- [Extracted records]
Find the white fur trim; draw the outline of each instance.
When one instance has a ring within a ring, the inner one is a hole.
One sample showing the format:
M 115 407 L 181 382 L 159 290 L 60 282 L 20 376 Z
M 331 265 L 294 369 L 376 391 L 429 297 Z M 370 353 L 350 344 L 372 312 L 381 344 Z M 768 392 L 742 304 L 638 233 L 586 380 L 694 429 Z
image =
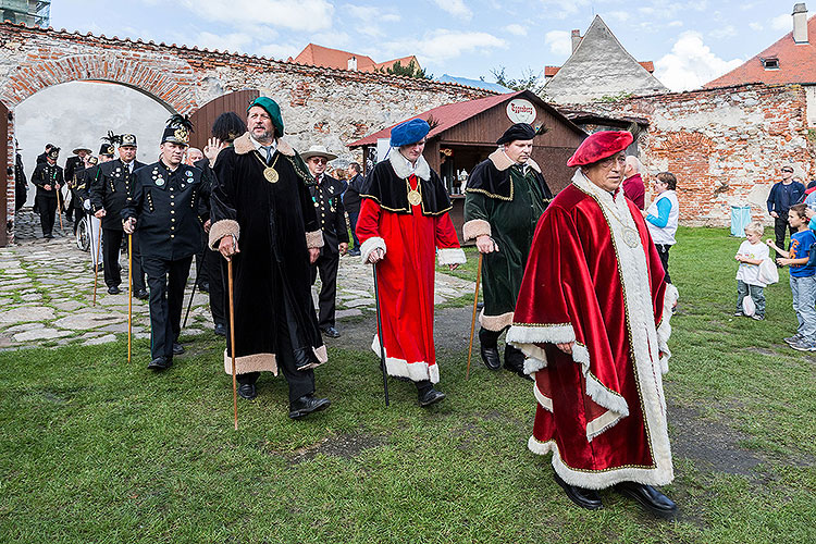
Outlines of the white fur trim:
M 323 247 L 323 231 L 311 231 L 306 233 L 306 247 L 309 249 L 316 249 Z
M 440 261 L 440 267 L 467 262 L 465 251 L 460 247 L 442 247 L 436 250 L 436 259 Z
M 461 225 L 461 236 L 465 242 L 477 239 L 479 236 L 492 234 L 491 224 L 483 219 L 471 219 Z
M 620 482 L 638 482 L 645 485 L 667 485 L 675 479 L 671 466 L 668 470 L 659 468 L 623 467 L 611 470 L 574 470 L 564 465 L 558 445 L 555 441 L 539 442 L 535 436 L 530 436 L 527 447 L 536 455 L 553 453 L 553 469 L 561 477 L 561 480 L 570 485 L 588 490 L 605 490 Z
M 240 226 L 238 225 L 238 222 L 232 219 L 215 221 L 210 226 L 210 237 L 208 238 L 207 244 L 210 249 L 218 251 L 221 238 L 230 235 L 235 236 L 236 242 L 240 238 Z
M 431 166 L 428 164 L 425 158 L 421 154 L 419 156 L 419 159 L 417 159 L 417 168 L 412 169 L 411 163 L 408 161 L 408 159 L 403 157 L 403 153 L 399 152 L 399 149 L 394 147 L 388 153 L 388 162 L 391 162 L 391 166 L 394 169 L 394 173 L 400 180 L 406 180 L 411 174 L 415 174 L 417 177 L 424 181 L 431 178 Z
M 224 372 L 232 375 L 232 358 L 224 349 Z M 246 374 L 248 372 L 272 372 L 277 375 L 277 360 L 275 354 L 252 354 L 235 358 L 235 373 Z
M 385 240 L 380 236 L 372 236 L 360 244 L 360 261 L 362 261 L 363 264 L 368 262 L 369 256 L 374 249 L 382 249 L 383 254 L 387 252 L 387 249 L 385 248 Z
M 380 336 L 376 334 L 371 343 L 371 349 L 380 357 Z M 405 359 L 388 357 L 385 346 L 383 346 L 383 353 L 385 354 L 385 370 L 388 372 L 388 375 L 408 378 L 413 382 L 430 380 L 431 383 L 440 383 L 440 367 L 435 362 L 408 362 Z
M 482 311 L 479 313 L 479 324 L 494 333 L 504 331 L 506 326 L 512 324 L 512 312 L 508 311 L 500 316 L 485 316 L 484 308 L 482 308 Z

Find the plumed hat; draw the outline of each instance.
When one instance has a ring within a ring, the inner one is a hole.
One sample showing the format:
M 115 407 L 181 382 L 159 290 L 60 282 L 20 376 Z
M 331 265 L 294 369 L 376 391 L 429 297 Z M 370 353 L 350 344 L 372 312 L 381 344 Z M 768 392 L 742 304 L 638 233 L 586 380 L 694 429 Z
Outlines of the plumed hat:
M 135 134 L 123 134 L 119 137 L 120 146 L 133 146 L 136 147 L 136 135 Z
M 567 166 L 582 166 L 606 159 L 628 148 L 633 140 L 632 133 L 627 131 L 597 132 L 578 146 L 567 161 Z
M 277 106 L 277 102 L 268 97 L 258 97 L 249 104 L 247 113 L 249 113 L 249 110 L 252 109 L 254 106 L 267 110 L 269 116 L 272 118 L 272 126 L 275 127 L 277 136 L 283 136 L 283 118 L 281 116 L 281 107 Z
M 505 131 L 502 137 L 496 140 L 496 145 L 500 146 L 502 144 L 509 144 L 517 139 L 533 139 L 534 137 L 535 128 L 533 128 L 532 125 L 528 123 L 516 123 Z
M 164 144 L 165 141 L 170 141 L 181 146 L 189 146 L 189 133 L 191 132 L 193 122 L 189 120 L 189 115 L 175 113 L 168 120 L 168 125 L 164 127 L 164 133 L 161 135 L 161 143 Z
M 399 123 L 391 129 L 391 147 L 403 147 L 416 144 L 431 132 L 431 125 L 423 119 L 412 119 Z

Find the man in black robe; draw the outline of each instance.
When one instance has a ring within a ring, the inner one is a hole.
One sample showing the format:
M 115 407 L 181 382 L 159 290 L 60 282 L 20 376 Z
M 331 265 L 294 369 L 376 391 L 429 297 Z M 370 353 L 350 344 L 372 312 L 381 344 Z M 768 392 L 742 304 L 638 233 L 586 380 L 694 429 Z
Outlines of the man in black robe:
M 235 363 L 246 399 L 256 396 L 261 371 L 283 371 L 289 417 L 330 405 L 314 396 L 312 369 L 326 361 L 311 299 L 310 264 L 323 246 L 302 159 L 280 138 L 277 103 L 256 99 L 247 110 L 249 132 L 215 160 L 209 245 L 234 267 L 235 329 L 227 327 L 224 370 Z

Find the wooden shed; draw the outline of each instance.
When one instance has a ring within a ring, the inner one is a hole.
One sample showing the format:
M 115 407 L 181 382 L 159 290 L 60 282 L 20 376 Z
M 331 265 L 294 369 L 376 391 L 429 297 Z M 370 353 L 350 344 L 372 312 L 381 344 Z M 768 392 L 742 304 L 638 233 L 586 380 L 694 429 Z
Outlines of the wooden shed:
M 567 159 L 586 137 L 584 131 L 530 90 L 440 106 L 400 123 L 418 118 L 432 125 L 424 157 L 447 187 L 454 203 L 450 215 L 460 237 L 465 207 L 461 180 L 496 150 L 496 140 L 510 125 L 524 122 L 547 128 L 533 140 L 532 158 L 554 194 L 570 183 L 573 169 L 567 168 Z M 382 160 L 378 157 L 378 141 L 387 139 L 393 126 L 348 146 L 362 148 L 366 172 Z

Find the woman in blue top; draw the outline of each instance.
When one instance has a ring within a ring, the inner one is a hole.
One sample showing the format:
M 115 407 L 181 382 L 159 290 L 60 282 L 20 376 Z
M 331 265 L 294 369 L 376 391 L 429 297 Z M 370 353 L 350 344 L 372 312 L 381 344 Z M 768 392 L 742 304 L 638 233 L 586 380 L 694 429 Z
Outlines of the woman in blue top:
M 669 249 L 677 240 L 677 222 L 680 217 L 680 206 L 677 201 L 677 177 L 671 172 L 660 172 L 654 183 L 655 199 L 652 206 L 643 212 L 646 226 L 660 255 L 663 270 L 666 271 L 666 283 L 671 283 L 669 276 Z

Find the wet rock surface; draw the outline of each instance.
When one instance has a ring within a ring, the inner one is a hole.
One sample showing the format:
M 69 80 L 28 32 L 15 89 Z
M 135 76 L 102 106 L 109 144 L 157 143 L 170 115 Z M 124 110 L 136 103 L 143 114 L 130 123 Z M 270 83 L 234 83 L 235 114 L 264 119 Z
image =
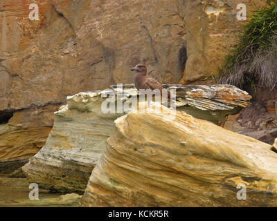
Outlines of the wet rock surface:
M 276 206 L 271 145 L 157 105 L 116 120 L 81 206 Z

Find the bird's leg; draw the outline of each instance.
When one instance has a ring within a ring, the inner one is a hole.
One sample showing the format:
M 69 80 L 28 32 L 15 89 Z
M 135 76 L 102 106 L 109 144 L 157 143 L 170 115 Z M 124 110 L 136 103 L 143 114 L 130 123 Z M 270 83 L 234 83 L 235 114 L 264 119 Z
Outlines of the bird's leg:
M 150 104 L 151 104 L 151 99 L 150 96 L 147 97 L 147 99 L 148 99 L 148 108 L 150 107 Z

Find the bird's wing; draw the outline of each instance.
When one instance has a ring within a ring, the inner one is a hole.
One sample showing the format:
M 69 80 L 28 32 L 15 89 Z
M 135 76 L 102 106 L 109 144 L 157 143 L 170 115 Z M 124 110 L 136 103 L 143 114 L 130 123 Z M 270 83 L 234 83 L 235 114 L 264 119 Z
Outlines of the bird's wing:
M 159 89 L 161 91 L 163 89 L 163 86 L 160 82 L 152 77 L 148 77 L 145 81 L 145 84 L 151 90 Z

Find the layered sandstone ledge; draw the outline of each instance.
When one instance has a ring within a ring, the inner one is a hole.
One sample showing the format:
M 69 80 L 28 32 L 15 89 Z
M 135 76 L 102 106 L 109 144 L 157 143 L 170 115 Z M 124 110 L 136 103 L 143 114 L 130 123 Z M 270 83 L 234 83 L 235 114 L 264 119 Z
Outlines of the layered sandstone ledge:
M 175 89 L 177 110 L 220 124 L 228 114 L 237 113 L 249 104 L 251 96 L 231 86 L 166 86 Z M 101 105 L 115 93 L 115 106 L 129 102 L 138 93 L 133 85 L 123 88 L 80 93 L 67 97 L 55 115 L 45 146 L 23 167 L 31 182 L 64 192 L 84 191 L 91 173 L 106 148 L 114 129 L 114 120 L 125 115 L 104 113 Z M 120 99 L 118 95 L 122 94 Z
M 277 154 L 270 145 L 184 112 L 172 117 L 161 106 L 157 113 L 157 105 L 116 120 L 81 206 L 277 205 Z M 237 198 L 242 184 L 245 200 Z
* * *
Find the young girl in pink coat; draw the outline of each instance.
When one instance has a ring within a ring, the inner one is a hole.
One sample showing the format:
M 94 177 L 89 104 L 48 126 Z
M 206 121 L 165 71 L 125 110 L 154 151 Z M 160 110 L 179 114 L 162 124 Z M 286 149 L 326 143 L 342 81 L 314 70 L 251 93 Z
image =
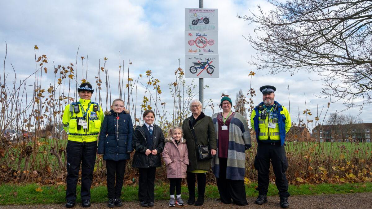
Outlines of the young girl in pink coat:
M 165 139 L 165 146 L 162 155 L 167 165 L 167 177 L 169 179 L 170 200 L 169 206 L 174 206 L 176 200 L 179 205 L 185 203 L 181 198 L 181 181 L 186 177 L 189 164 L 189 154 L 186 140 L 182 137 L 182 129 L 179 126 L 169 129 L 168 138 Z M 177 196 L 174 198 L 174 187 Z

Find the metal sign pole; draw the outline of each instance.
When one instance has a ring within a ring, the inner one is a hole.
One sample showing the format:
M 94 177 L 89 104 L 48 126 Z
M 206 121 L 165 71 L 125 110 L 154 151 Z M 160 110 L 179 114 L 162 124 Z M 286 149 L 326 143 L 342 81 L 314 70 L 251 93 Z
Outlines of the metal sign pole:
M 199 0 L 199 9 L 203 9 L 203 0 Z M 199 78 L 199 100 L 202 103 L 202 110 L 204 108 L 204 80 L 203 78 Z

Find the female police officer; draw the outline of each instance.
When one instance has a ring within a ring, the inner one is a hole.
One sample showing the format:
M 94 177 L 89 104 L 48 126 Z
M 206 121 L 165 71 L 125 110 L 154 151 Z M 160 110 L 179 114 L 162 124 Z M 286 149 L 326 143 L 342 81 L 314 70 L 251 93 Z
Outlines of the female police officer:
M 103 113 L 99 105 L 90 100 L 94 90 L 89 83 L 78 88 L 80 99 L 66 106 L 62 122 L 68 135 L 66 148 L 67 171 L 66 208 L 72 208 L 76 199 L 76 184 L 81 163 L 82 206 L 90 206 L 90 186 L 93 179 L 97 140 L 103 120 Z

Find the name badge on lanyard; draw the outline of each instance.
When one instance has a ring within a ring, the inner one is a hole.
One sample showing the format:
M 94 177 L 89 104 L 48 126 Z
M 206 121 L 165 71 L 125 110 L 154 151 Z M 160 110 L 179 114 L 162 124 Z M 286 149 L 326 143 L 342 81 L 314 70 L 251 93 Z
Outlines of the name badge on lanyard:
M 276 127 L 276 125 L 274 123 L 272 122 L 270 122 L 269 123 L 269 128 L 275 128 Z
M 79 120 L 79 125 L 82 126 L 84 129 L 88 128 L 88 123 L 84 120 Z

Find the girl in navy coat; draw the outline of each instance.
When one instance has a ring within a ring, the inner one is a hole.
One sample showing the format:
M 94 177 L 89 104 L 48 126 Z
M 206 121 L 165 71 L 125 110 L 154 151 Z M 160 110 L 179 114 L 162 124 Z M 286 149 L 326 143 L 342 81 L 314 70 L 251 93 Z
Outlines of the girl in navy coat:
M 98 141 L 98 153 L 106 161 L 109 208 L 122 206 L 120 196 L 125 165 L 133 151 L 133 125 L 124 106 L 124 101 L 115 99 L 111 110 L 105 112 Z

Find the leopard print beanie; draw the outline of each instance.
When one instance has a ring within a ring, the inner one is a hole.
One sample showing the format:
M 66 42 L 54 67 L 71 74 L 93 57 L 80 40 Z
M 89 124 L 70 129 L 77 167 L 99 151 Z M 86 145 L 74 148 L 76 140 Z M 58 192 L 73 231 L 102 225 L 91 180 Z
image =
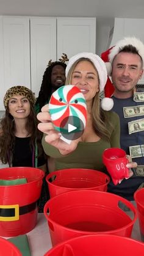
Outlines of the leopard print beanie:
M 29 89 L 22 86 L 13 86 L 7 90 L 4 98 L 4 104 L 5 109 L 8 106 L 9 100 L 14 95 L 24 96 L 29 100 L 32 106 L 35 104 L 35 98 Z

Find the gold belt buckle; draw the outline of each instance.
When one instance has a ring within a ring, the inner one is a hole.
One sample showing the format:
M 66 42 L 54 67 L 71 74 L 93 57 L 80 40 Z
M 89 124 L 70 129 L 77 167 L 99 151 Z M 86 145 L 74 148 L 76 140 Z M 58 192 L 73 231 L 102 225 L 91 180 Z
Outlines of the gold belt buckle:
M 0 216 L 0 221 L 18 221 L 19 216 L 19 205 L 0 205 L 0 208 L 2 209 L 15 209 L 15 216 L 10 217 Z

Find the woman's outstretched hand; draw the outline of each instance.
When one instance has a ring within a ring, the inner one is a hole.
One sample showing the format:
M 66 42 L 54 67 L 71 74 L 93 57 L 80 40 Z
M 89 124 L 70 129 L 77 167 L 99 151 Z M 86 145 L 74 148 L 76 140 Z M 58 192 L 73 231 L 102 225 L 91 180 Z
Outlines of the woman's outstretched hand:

- [Task goal] Copy the lines of the records word for word, from the line with "Find the bird's leg;" up to and including the line with "M 150 104 L".

- [Output of the exercise]
Find the bird's leg; draw the outline of each instance.
When one instance has a ring within a ring, the inner one is a hole.
One sample showing the format:
M 69 80 L 28 32 L 15 89 Z
M 135 76 L 102 106 L 109 144 L 157 143 L 170 115 Z M 124 110 L 136 103 L 143 114 L 130 123 Z M 270 83 L 234 83 L 235 114 L 264 119 Z
Outlines of the bird's leg:
M 150 104 L 151 104 L 151 99 L 150 96 L 147 97 L 147 99 L 148 99 L 148 108 L 150 107 Z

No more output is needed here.